Entries taken from a collection:

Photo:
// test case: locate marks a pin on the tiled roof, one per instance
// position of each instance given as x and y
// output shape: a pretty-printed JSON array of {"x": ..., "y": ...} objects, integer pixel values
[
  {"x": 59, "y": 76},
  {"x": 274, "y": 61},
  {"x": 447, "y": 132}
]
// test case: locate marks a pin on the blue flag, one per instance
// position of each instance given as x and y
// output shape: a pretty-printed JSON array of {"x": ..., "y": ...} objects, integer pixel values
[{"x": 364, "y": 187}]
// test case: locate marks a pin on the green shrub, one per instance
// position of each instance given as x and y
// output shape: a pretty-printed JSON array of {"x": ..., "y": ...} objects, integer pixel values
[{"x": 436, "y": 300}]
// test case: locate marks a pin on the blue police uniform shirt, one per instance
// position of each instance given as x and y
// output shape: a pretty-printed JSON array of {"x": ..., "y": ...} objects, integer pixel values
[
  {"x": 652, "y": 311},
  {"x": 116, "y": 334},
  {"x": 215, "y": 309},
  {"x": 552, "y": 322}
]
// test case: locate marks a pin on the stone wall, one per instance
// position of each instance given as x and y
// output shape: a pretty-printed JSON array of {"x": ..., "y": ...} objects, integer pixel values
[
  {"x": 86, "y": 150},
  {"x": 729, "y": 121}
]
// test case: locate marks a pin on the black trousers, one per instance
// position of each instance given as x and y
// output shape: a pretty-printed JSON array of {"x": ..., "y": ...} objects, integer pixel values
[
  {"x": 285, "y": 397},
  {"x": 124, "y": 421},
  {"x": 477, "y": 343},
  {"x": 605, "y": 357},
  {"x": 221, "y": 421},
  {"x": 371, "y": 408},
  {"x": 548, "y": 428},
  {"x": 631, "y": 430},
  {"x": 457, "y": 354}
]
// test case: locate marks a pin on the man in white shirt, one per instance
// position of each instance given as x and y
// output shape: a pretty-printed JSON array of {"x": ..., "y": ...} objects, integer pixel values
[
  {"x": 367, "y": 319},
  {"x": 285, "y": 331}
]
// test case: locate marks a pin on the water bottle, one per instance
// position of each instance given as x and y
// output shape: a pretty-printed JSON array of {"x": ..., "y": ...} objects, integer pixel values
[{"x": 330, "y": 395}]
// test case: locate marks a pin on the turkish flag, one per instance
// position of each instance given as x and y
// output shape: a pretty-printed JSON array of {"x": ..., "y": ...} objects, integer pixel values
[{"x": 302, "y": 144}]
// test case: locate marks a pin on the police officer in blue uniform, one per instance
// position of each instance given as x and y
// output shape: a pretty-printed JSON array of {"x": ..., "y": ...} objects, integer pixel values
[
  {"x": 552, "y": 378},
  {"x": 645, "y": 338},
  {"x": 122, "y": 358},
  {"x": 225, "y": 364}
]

# Exercise description:
Write out again the stretch of the records from the line containing "uniform, one per instance" through the end of the records, requests included. Multiply every x and y coordinate in the answers by 1.45 and round each result to a whole number, with halves rounded up.

# The solution:
// test case: locate marks a pin on the police officer in blue uniform, one per instance
// position of each instance given as x and y
// output shape: a pretty-printed JSON array of {"x": ..., "y": ...} objects, integer pixel values
[
  {"x": 800, "y": 548},
  {"x": 935, "y": 490},
  {"x": 177, "y": 519},
  {"x": 326, "y": 528}
]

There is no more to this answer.